*** EXTRACT TO READ ***

Guard against clergy misuse of money, sex and power

  • Facebook
  • Twitter
  • Email

WACO—Congregations need plans, policies and procedures to guard against clergy sexual or financial misconduct and to guide them if the unthinkable occurs, professors from Baylor University’s Truett Theological Seminary and School of Social Work told a group of Central Texas ministers.

robert creech300Robert CreechIt’s no accident the ancient monastic movement demanded three vows—poverty, chastity and obedience, said Robert Creech, professor of Christian ministries and director of pastoral ministries at Truett Theological Seminary.

“Money, sex and power are the three big issues historically that clergy have come up against,” Creech told a workshop on misconduct in the church, sponsored by Baylor’s Center for Ministry Effectiveness and Educational Leadership and Waco Regional Baptist Association.

Churches can help guard against ministerial misconduct by recognizing and addressing the vulnerabilities of clergy, he noted.

*** End of EXTRACT TO READ ***

ACTION ITEM A: Which organizations sponsored the workshop described in the article?
ACTION ITEM B: Please update the stretch of the article from "WACO—Congregations need plans, policies" through "Regional Baptist Association.", putting "seminar" in place of "workshop".
ACTION ITEM C: According to the article, what vows did the ancient monastic movement demand?
The rows have no connection to the article.

*** DATA UNDER STUDY ***

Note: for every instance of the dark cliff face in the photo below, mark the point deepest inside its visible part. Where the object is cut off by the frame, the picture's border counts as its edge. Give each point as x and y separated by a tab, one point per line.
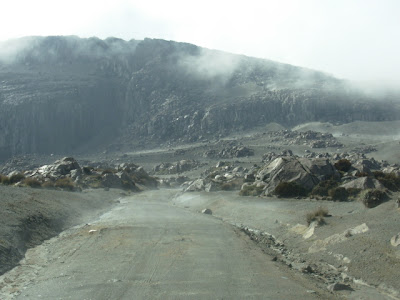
61	94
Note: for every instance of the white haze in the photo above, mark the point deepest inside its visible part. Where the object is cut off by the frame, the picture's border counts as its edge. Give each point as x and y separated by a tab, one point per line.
356	39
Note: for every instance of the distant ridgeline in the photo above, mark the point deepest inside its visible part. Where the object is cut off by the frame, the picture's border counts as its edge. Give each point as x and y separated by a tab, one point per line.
62	94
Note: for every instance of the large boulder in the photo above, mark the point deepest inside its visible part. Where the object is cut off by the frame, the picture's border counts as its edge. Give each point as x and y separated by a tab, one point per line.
118	180
303	171
363	183
60	168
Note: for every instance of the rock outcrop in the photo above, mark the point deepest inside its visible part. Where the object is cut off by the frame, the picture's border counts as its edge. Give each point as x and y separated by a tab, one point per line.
303	171
60	94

*** End of DATA UNDER STUDY ***

RESPONSE BOX A: Baylor's Center for Ministry Effectiveness and Educational Leadership and Waco Regional Baptist Association.

RESPONSE BOX B:
WACO—Congregations need plans, policies and procedures to guard against clergy sexual or financial misconduct and to guide them if the unthinkable occurs, professors from Baylor University’s Truett Theological Seminary and School of Social Work told a group of Central Texas ministers.

robert creech300Robert CreechIt’s no accident the ancient monastic movement demanded three vows—poverty, chastity and obedience, said Robert Creech, professor of Christian ministries and director of pastoral ministries at Truett Theological Seminary.

“Money, sex and power are the three big issues historically that clergy have come up against,” Creech told a seminar on misconduct in the church, sponsored by Baylor’s Center for Ministry Effectiveness and Educational Leadership and Waco Regional Baptist Association.

RESPONSE BOX C: Poverty, chastity and obedience.